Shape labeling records
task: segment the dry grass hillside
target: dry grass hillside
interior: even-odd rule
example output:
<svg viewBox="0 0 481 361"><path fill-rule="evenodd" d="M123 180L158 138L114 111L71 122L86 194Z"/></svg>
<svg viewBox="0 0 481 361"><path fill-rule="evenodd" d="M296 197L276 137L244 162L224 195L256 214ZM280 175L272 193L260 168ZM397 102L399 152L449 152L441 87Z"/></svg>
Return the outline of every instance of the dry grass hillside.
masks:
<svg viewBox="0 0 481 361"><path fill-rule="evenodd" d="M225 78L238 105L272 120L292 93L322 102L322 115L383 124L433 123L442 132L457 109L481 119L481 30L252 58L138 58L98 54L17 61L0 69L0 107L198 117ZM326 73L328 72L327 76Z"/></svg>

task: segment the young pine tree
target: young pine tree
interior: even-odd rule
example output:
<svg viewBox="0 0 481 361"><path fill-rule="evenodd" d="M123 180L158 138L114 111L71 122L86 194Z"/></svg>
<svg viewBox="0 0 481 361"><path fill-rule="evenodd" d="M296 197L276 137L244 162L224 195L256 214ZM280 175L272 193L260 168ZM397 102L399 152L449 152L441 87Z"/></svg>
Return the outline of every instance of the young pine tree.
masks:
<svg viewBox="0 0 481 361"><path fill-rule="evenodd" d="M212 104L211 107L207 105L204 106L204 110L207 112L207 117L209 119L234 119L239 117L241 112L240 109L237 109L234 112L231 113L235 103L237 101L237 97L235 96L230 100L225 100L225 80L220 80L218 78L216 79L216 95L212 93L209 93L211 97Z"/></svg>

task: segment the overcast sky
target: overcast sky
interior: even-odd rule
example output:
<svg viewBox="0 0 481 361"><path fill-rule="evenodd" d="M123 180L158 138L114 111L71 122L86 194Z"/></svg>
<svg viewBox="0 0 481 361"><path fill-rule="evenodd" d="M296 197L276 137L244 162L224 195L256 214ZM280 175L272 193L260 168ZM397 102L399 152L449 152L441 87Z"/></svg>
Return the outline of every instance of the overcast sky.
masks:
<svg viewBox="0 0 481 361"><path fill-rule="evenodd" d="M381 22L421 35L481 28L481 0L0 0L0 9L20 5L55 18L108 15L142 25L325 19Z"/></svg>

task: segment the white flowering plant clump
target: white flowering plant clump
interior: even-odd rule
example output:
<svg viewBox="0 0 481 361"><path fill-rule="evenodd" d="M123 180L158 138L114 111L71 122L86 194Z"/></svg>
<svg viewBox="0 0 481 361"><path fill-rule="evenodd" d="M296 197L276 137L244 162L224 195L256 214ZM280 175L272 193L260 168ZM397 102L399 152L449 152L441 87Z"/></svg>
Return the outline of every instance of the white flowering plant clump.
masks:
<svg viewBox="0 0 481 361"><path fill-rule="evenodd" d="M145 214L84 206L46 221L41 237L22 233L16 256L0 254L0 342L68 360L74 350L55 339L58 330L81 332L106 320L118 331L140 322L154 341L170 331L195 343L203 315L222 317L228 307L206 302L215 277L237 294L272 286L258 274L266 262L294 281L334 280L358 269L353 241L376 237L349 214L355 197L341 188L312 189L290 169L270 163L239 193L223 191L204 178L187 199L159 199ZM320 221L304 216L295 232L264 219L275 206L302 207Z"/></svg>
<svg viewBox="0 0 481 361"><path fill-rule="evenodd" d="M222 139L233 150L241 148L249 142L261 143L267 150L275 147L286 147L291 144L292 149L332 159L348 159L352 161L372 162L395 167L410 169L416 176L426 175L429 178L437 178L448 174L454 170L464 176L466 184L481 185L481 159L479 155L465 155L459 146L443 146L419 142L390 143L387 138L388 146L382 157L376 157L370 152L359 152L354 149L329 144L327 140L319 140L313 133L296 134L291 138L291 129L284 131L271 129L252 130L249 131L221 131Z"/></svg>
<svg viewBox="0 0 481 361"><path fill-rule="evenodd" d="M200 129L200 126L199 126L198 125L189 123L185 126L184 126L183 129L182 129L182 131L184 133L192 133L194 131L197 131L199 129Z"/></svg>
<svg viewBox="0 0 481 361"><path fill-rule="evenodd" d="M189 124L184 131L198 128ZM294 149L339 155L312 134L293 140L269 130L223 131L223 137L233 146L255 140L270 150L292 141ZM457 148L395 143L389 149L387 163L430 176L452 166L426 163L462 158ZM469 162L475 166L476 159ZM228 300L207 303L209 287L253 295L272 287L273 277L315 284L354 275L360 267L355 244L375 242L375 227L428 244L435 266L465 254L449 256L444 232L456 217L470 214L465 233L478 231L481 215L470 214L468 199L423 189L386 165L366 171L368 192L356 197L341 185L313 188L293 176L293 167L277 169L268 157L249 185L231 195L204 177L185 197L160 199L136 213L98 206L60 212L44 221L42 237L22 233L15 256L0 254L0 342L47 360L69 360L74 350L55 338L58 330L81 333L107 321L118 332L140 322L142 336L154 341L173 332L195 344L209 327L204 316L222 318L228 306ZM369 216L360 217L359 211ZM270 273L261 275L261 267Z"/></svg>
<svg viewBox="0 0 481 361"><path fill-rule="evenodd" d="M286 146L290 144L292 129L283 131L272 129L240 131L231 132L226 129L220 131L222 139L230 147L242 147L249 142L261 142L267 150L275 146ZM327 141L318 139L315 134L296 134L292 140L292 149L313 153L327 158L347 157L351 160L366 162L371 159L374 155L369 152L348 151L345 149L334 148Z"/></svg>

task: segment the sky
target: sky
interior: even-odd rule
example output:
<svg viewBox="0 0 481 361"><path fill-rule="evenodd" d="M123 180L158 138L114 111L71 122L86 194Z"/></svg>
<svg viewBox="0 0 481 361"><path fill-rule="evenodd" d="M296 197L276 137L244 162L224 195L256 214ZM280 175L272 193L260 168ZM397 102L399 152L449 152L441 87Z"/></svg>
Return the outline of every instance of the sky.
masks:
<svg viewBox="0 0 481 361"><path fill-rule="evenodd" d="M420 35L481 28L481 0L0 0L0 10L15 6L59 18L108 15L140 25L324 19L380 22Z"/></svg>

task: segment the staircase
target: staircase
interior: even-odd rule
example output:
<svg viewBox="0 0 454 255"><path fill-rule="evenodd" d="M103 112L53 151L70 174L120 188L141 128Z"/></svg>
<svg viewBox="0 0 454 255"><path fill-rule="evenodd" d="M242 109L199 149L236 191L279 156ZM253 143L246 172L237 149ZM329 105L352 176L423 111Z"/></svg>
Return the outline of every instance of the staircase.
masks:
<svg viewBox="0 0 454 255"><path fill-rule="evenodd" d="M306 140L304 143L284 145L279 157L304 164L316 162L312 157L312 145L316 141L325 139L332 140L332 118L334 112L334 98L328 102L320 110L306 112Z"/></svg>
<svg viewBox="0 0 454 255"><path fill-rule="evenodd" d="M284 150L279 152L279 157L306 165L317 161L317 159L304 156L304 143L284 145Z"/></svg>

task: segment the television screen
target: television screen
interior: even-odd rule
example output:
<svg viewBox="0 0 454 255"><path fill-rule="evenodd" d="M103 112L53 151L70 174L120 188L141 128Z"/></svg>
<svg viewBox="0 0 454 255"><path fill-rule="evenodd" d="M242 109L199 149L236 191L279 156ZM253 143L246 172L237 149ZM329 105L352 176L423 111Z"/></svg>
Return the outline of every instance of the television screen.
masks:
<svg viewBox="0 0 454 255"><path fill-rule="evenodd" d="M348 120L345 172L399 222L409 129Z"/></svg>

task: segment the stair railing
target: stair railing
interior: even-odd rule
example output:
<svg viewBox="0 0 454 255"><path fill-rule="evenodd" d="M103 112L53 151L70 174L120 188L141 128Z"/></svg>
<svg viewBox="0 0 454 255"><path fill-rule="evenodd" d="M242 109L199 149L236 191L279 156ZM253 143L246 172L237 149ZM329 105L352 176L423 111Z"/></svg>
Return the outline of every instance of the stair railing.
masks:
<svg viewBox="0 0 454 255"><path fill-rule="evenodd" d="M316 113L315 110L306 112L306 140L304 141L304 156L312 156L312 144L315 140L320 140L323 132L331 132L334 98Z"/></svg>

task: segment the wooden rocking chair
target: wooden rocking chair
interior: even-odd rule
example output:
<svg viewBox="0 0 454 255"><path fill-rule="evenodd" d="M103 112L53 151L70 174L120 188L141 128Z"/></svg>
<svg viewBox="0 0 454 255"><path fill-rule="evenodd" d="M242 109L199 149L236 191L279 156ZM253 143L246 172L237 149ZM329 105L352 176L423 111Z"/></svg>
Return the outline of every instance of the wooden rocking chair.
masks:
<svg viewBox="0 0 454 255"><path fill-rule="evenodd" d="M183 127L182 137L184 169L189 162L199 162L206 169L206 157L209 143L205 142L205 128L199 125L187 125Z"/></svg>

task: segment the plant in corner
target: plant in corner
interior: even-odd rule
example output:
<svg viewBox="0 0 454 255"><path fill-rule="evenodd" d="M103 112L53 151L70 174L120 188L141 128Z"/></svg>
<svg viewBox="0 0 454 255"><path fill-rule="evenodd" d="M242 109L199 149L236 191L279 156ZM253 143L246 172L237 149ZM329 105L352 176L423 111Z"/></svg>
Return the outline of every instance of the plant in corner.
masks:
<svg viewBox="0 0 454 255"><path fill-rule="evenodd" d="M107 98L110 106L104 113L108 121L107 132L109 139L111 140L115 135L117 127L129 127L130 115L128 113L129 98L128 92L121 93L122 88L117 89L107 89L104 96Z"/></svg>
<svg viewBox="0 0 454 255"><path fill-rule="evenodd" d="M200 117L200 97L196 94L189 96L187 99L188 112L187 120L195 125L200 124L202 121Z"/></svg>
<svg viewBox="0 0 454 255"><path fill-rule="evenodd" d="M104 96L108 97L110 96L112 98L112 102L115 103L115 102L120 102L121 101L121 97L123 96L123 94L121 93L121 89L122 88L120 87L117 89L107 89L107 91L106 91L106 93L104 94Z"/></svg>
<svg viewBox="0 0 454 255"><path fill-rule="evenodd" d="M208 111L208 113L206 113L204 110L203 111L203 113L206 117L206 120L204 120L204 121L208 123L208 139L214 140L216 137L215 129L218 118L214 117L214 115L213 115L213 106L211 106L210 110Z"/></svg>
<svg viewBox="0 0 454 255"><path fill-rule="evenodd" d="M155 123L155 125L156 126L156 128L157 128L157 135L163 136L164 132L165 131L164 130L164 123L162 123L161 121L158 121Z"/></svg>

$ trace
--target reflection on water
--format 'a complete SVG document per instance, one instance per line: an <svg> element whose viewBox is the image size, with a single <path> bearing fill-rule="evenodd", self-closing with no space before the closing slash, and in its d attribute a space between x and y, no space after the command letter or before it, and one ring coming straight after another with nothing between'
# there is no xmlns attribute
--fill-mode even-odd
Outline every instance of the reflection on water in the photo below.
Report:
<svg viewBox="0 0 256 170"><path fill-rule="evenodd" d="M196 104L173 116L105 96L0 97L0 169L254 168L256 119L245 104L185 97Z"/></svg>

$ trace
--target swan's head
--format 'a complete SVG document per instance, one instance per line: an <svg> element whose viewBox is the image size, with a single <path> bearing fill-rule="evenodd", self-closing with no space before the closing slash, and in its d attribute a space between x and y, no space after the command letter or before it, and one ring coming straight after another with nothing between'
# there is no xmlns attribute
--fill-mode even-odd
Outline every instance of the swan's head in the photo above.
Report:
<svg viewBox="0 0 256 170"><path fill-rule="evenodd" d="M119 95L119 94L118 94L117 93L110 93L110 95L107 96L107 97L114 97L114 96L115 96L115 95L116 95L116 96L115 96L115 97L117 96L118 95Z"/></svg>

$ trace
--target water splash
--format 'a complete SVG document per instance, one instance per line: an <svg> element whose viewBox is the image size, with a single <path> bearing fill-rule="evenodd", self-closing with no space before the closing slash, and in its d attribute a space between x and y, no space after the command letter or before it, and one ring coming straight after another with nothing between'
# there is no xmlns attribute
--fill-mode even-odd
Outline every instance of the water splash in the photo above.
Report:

Directive - Tally the lines of the records above that contain the string "corner", with case counting. Give only the number.

Task solution - 3